Given records:
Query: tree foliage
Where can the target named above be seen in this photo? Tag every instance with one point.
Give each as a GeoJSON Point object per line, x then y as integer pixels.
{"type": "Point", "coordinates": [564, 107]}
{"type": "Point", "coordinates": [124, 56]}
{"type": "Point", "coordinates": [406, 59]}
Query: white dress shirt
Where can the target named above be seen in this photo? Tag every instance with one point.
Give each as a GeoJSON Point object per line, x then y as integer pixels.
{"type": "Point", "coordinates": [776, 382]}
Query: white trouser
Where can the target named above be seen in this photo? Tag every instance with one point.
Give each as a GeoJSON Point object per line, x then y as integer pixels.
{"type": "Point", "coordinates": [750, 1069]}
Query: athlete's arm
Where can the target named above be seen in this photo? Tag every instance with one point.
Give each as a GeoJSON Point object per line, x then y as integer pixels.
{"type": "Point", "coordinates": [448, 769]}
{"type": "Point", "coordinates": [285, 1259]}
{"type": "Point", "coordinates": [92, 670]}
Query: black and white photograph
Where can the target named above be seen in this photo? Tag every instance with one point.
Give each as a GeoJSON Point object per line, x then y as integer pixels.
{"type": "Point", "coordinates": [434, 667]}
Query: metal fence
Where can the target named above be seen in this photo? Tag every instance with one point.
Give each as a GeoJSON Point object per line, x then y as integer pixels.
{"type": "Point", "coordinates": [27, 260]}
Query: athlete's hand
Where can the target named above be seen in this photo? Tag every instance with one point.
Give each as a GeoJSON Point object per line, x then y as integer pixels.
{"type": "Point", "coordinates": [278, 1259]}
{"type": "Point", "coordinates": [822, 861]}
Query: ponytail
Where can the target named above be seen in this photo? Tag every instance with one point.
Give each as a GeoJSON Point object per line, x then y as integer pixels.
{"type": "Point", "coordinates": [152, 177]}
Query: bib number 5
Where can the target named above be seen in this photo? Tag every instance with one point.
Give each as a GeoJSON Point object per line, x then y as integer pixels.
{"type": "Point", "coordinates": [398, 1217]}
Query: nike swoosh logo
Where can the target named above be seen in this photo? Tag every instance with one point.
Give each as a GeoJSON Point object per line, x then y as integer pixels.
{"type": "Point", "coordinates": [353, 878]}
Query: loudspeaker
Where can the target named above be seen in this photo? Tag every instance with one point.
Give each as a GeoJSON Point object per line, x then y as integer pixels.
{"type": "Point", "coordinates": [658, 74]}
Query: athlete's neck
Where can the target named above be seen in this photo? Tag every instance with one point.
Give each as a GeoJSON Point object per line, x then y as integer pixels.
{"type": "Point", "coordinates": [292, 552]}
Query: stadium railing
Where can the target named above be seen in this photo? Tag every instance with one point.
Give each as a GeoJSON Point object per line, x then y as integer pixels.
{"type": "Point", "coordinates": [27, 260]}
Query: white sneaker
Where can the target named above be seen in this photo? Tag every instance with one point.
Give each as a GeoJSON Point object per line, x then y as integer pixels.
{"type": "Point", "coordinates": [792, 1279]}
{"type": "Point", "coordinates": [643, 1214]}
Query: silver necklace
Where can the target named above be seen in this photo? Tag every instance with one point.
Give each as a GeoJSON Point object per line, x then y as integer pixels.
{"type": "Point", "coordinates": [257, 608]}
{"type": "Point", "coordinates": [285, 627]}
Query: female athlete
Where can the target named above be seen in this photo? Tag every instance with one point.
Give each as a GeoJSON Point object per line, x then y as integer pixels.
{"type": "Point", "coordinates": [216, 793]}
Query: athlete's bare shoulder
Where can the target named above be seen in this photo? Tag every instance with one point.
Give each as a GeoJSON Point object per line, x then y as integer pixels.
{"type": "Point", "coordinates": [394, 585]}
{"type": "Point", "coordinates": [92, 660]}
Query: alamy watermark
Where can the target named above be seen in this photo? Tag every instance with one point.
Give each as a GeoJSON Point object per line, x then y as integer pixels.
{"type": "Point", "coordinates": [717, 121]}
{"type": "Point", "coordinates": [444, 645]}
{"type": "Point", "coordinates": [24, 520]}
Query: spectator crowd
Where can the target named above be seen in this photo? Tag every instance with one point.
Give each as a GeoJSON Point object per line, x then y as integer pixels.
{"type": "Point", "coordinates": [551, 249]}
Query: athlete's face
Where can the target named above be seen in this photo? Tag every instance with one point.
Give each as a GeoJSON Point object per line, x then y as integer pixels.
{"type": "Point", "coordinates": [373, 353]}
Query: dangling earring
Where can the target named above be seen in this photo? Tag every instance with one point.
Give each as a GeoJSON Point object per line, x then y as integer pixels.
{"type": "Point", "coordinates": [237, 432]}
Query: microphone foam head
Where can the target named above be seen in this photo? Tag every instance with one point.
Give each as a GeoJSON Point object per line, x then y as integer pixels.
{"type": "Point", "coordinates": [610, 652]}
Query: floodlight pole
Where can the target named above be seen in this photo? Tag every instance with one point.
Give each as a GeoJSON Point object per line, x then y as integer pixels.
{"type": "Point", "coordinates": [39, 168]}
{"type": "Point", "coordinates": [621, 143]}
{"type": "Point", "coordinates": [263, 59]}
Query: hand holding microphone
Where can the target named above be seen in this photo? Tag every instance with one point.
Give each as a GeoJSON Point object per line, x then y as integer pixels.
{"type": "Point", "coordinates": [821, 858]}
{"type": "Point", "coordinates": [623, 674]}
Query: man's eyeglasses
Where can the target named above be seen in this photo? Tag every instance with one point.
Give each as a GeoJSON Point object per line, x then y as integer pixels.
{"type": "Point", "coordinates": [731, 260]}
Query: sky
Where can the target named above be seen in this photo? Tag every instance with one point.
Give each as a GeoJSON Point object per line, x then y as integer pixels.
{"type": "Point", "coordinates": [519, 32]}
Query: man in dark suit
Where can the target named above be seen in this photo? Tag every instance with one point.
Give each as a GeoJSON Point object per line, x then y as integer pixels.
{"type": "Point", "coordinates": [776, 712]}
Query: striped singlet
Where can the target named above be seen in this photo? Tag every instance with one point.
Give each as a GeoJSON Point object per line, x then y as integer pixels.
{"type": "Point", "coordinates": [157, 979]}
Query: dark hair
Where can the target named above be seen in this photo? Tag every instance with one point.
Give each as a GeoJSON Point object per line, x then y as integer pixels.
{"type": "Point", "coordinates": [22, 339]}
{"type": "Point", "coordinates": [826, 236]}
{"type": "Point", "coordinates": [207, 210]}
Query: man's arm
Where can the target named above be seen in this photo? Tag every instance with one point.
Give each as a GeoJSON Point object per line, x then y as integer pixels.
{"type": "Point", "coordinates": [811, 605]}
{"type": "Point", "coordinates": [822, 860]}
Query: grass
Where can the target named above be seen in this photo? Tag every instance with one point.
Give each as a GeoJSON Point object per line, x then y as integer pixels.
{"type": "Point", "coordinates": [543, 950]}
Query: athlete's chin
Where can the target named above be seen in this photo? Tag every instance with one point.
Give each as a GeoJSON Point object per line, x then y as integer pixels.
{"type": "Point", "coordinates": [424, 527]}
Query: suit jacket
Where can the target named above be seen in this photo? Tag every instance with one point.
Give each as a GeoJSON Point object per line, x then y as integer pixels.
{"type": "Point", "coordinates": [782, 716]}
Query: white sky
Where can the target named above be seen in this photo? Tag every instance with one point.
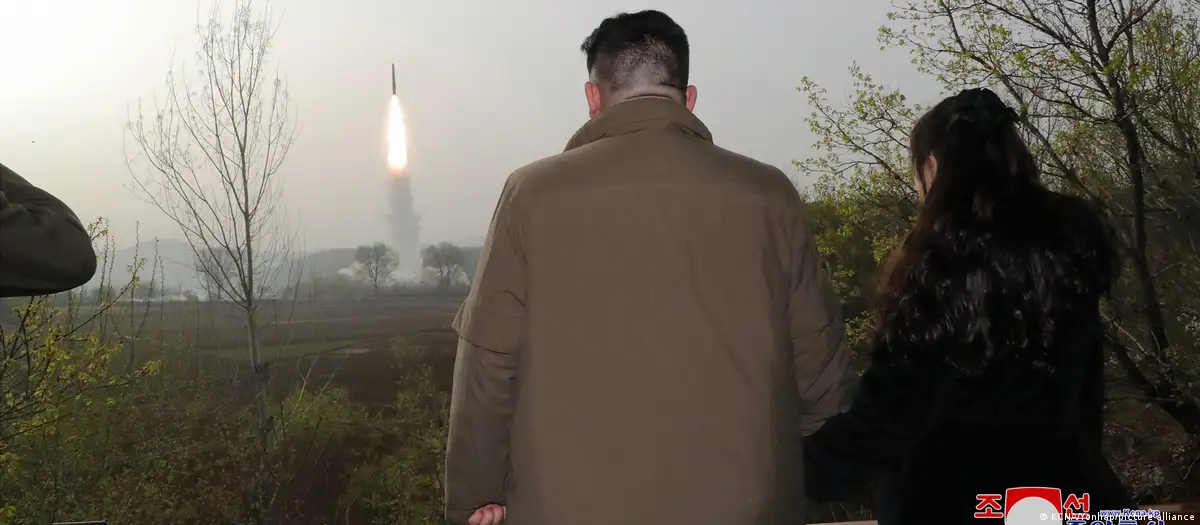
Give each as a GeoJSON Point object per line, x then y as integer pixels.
{"type": "Point", "coordinates": [486, 86]}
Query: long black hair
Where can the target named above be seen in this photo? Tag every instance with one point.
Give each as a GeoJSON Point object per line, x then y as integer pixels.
{"type": "Point", "coordinates": [995, 263]}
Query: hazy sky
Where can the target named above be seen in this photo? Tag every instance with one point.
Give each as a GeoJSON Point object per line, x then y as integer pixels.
{"type": "Point", "coordinates": [486, 88]}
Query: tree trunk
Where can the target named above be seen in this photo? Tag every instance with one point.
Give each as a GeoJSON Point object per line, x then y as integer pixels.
{"type": "Point", "coordinates": [261, 369]}
{"type": "Point", "coordinates": [1162, 392]}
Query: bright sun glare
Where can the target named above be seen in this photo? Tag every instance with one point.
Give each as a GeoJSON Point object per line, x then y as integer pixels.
{"type": "Point", "coordinates": [397, 146]}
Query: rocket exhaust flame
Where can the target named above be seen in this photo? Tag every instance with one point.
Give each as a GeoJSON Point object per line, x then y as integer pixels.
{"type": "Point", "coordinates": [397, 142]}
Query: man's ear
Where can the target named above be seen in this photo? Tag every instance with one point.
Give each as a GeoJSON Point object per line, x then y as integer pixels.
{"type": "Point", "coordinates": [592, 91]}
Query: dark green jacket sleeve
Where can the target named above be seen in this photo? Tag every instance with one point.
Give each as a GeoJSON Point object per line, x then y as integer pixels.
{"type": "Point", "coordinates": [43, 246]}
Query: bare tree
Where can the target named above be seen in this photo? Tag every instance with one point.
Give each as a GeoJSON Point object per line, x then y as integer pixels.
{"type": "Point", "coordinates": [444, 260]}
{"type": "Point", "coordinates": [375, 264]}
{"type": "Point", "coordinates": [209, 269]}
{"type": "Point", "coordinates": [214, 151]}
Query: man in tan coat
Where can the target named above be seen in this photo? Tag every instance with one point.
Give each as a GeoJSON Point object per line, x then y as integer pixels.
{"type": "Point", "coordinates": [43, 246]}
{"type": "Point", "coordinates": [649, 332]}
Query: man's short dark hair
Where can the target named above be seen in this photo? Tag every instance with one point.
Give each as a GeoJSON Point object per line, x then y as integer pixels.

Description of the task: From the entries above, copy each line holding "black".

Completed task:
Query: black and white photograph
Query: long black hair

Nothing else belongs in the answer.